Task description
Copy the part of the article on deported U.S. veterans between "When it comes" and "of their lives.", inclusive, and substitute "frontier region" for "border area".

Excerpt provided
U.S. veterans deported to Mexico organize near border, look for a way back home

When someone volunteers to serve in the U.S. military, the idea that they’d somehow will be punished by the country they are willing to die for seems virtually unthinkable.

But it’s not a matter of heroism for non-U.S. citizens, who risk getting booted out of the country if they are convicted of a felony, once they have served their prison term.

Chances are pretty good that their only way back home to America is after they've died.

I was 19 years old when I joined. I was so young I was just going with the flow. It didn’t occur to me to apply for citizenship.

— Felipe Ibarra, deported U.S. veteran

When it comes to Mexican-born deported veterans, many opt to stay in the border area — specifically in Tijuana, Rosarito or Otay, where this diverse community of former vets with a criminal record often end up spending the rest of their lives.

In 2013, veteran and convicted felon Hector Barajas founded the Deported Veterans Support House, also known as The Bunker, devoted to the needs of this displaced group of people, a lot of whom suffer from psychiatric issues due to post-traumatic stress disorder.

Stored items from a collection
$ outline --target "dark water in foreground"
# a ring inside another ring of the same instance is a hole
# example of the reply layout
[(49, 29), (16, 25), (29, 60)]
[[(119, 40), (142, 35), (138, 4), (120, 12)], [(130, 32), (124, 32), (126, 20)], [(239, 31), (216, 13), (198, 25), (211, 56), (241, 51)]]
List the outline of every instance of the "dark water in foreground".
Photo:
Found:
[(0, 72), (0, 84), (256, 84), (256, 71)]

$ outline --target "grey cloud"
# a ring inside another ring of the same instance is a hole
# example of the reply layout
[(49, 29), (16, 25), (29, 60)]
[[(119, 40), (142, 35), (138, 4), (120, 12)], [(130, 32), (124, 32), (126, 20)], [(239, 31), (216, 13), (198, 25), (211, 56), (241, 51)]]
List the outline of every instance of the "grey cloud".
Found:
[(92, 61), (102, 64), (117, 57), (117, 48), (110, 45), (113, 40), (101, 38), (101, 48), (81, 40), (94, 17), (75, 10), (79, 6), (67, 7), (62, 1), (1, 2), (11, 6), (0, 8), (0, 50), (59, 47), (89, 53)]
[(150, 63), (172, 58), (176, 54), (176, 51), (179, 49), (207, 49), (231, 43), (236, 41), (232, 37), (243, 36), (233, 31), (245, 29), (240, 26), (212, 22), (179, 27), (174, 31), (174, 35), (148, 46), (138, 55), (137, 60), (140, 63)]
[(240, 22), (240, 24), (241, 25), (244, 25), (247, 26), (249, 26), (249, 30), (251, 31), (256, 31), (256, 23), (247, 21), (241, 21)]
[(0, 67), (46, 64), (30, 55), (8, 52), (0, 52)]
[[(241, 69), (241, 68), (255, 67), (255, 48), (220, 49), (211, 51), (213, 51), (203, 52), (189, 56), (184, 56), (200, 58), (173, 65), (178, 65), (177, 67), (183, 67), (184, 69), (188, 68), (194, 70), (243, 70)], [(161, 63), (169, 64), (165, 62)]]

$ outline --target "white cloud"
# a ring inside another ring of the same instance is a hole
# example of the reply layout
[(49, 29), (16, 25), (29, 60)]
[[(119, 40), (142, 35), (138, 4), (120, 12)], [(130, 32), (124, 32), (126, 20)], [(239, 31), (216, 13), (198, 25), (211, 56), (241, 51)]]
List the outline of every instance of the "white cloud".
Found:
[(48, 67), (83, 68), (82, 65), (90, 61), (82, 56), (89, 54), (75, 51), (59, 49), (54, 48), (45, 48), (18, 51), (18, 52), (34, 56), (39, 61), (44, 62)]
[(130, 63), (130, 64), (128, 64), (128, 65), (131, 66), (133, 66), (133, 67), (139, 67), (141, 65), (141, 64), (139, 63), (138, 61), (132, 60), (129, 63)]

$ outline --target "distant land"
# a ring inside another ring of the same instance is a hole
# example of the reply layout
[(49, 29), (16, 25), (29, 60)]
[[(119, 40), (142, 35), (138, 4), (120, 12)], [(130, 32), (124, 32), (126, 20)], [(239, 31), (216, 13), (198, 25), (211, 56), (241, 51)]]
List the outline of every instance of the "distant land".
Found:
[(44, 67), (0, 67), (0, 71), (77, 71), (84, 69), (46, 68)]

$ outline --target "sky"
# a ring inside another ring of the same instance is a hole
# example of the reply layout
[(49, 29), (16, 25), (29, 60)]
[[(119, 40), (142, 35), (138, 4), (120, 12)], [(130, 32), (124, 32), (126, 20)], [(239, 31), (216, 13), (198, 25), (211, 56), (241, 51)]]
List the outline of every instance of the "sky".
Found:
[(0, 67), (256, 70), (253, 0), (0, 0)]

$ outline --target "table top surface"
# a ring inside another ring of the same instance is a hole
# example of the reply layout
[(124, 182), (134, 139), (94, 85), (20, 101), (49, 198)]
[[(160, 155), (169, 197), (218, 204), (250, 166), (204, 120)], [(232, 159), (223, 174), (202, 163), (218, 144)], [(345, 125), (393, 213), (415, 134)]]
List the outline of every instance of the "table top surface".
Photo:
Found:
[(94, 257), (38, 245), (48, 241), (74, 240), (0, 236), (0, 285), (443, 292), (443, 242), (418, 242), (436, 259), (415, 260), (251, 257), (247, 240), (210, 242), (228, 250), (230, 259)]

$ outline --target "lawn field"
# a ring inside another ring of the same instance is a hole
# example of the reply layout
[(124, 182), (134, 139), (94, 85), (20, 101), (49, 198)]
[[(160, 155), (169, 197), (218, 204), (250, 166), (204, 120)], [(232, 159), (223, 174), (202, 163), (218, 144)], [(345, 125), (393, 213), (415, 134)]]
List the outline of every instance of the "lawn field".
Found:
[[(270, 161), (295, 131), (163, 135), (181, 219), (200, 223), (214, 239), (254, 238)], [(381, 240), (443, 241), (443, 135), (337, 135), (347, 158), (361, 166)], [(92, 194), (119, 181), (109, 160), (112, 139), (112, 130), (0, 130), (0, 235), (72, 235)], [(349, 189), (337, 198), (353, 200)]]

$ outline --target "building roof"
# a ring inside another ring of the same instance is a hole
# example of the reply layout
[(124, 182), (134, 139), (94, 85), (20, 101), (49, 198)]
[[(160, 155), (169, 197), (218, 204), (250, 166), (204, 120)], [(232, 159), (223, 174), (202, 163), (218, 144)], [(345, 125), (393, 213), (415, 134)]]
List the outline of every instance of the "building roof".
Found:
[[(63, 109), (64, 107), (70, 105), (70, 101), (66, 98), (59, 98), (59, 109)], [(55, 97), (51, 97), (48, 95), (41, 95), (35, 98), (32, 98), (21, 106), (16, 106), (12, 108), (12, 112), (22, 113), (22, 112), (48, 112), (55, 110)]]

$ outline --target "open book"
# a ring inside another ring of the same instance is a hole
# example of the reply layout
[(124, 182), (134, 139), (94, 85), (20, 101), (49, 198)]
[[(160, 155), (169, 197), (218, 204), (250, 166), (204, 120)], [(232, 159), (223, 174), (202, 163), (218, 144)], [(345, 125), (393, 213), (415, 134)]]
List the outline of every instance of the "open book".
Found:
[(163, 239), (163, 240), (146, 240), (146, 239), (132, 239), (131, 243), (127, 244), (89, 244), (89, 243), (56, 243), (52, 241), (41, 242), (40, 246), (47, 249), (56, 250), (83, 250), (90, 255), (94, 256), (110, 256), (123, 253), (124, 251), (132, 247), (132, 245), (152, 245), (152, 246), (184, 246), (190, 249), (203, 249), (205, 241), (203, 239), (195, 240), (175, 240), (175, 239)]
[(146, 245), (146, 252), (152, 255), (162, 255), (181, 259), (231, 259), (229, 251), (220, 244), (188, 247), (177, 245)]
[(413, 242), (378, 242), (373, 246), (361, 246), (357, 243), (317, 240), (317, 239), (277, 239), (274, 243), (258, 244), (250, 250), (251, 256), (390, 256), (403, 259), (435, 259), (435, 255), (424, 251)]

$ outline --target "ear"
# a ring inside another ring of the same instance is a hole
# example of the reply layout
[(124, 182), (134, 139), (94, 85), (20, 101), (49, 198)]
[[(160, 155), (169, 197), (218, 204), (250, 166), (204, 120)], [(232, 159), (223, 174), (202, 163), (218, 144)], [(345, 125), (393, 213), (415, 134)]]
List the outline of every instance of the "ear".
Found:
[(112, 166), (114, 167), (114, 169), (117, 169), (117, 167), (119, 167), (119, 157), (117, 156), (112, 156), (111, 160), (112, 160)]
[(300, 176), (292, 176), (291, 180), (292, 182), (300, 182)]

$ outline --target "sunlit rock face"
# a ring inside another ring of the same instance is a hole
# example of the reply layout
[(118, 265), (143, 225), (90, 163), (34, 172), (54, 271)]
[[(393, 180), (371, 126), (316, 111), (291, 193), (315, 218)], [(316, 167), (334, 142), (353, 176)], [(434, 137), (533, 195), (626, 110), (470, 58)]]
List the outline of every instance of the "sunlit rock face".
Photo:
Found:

Result
When it comes to Mexican-born deported veterans, many opt to stay in the frontier region — specifically in Tijuana, Rosarito or Otay, where this diverse community of former vets with a criminal record often end up spending the rest of their lives.